* EXERCISE INSTRUCTIONS *
An exact copy of every record is needed.
§
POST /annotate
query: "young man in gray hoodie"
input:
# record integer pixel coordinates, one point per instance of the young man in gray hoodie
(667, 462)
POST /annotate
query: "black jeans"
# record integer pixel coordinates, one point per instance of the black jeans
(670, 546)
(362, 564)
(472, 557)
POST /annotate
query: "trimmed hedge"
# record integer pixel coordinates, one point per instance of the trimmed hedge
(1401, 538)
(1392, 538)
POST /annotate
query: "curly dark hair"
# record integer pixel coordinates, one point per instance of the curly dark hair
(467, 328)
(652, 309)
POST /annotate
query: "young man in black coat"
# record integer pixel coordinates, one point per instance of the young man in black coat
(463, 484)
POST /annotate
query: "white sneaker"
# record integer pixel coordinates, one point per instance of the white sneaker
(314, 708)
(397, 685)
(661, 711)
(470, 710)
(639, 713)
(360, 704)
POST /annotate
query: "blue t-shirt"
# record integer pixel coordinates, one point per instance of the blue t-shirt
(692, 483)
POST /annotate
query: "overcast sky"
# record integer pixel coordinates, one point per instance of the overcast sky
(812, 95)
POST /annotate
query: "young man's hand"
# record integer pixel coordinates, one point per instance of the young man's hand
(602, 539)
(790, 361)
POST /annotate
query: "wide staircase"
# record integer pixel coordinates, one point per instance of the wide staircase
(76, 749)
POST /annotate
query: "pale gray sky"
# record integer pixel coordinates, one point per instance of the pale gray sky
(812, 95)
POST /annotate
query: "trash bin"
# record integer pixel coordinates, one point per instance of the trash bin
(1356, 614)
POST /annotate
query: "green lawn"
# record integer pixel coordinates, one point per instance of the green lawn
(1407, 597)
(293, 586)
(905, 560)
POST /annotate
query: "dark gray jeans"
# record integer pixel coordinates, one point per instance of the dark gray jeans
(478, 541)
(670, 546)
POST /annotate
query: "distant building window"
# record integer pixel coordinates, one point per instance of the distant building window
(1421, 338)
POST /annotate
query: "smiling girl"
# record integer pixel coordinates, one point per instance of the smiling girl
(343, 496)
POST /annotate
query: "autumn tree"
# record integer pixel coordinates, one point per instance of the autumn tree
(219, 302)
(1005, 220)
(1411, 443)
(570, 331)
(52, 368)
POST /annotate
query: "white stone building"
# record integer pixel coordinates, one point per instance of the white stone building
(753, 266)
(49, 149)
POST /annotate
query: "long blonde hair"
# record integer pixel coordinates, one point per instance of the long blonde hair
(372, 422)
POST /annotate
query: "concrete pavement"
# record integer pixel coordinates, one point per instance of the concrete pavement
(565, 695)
§
* FINAL RESULT *
POST /annotate
query: "young man in gray hoodie"
input:
# record integer pixel coordinates, one point per instance of the young man in gray hoodie
(667, 462)
POST /annotate
query: "black jeans"
# record integer pixel coordinates, one point per instance of the black jeans
(670, 546)
(362, 564)
(472, 557)
POST /annotate
query: "trimmed hedge"
# record integer pixel coordinates, one point per instance of the trimmed hedge
(1401, 538)
(1392, 538)
POST /annotate
query: "curly dark hair"
# record integer pixel coordinates, one point per instance of the curly dark hair
(467, 328)
(652, 309)
POST /annotate
query: "young man in black coat"
# record integer pixel coordinates, one point per instance of the young man in black coat
(463, 484)
POST /annotate
query: "white sneaker"
# record integer pixel coordinates, one point per instance of the white sneaker
(314, 708)
(397, 685)
(661, 711)
(470, 710)
(639, 713)
(360, 704)
POST /annotate
query: "blue t-shirt"
# record integer pixel coordinates, one point per instance of the blue t-shirt
(692, 483)
POST /annotate
query: "overcast sky"
# record integer pixel coordinates, one point per instance of the overcast sky
(812, 95)
POST /annotate
query: "young man's hand"
# record integer pixel coordinates, one point per instance of the young man's hand
(602, 539)
(790, 361)
POST /annotate
query: "wide staircase"
# record integer pixel coordinates, one point per instance of the wide staircase
(76, 749)
POST /annotate
query: "pale gray sky"
# record integer pixel coordinates, one point per instance of the pale gray sky
(812, 95)
POST /annotate
query: "trash bin"
# record integer pixel coordinates, one point per instance of the trash bin
(1356, 614)
POST /annotate
query: "green lawn"
# record integer pixel coordinates, one point per instance of the green lawn
(1407, 597)
(293, 586)
(905, 560)
POST /annotate
query: "dark gray jeans"
# record integer pixel coordinates, one point per instance of the dark gray jeans
(478, 541)
(670, 546)
POST /annotate
query: "distant building window"
# record integer pixel coordinates, one point per instance of the distant building window
(1421, 338)
POST /annotate
query: "smiling girl"
# record integer pixel coordinates, one point per instance of the smiling girl
(343, 496)
POST /annotate
query: "autumn tree"
# record integer pixel coordinates, one point per instance of the autumn tree
(219, 302)
(1005, 220)
(1411, 443)
(570, 331)
(52, 368)
POST /annotate
query: "white stone building"
# record integer pixel coordinates, one point per instance of the white stone building
(753, 266)
(49, 149)
POST /annotate
query: "long blonde hair"
# record integer pixel coordinates, one point per instance of the long blonde hair
(372, 422)
POST /annotate
query: "concrete pavement"
# record integer pixel coordinates, one point per instance of the concrete pavement
(565, 695)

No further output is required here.